Stored data entries:

============================================================

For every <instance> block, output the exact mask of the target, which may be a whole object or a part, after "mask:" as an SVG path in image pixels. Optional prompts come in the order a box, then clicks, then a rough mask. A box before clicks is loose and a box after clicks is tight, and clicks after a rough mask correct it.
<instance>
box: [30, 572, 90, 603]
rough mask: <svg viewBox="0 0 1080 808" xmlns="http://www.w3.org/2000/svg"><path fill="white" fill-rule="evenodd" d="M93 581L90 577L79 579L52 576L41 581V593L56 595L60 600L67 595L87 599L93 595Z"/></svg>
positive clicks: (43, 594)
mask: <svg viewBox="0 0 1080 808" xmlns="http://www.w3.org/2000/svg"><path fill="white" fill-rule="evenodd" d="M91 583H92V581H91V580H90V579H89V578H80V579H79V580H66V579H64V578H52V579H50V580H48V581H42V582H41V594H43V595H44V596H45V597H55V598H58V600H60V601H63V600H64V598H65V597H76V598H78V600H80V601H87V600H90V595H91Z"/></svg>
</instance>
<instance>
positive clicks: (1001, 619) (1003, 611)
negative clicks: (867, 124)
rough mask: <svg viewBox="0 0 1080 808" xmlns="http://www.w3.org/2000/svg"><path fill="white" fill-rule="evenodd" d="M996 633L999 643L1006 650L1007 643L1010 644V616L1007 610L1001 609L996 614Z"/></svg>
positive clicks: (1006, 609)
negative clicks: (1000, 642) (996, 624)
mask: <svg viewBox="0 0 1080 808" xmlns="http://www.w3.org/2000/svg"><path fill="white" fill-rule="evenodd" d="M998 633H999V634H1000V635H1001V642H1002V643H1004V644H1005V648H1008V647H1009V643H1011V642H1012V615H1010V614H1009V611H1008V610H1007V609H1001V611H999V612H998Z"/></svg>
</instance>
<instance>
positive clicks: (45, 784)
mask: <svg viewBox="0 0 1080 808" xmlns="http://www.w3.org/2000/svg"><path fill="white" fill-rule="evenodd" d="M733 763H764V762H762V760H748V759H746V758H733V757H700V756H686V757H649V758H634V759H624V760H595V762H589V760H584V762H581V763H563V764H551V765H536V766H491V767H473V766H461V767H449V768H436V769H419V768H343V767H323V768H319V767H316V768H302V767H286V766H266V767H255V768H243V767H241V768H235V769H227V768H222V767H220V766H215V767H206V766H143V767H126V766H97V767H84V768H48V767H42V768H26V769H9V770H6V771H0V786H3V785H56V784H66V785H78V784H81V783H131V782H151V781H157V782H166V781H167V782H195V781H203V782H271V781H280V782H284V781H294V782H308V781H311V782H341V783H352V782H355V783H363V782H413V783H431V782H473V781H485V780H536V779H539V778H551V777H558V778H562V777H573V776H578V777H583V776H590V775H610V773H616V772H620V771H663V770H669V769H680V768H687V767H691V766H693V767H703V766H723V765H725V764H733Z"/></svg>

============================================================

### Work order
Search the entries for the word "rough". Copy every line where it occurs.

### Answer for this exercise
For every <instance> block, output the exact mask of the target, which may be a whole object or a part, after "mask:" as an SVG path in image pixels. Optional prompts come in the order a box, then clicks, then a rough mask. A box before clicks is loose and a box after clicks is tight, and clicks after a rough mask correct it.
rough mask: <svg viewBox="0 0 1080 808" xmlns="http://www.w3.org/2000/svg"><path fill="white" fill-rule="evenodd" d="M93 581L90 577L79 579L52 576L41 581V593L56 595L60 600L67 595L87 599L93 595Z"/></svg>
rough mask: <svg viewBox="0 0 1080 808" xmlns="http://www.w3.org/2000/svg"><path fill="white" fill-rule="evenodd" d="M996 633L999 643L1006 650L1007 643L1010 644V616L1007 610L1001 609L996 614Z"/></svg>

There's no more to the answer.